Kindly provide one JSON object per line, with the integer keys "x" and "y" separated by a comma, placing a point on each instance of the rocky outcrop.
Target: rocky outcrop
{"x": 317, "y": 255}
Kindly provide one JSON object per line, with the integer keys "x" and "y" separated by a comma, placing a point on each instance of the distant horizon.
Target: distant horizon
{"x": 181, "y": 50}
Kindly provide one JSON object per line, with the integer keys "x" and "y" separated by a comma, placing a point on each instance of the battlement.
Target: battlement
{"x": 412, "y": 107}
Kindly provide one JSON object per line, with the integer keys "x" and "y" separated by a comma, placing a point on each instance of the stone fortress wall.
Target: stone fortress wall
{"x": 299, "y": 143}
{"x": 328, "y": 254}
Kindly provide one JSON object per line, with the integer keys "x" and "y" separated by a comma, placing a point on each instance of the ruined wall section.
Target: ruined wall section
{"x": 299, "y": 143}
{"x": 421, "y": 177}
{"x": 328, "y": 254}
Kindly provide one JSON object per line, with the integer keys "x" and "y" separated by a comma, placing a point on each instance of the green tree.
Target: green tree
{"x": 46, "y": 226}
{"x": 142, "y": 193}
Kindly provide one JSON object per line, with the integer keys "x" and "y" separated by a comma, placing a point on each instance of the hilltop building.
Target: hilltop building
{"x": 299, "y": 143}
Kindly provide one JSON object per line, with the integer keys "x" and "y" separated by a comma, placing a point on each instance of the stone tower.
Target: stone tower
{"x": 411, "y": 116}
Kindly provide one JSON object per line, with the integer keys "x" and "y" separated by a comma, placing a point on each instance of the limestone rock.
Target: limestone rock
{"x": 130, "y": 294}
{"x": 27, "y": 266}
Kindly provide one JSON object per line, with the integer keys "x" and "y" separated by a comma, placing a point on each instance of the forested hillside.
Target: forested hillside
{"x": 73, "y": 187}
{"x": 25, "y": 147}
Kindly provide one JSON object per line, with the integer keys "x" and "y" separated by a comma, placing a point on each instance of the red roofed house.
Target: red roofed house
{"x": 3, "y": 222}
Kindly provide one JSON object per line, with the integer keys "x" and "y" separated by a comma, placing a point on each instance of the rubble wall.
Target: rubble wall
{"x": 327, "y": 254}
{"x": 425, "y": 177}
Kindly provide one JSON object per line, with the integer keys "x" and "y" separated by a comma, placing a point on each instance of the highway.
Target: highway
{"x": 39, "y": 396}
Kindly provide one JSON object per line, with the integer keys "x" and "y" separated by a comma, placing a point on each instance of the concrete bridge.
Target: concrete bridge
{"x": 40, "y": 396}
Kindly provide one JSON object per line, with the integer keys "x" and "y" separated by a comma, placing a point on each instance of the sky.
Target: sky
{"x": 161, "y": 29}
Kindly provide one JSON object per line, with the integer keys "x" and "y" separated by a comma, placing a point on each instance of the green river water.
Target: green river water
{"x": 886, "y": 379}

● **Task prompt**:
Your response should hold the lines from the first line of the entries above through the line with "of the battlement.", each retyped exactly, and nothing else.

● **Problem solution**:
Kindly provide one JSON object per line, with the integer keys "x" and "y" separated by a comma, placing a point on each instance of the rocky outcrop.
Target: rocky outcrop
{"x": 317, "y": 255}
Kindly provide one JSON object per line, with the integer keys "x" and "y" separated by a comma, placing a point on each instance of the distant horizon.
Target: distant horizon
{"x": 181, "y": 50}
Kindly provide one JSON object per line, with the integer keys "x" and "y" separated by a comma, placing a point on each instance of the battlement.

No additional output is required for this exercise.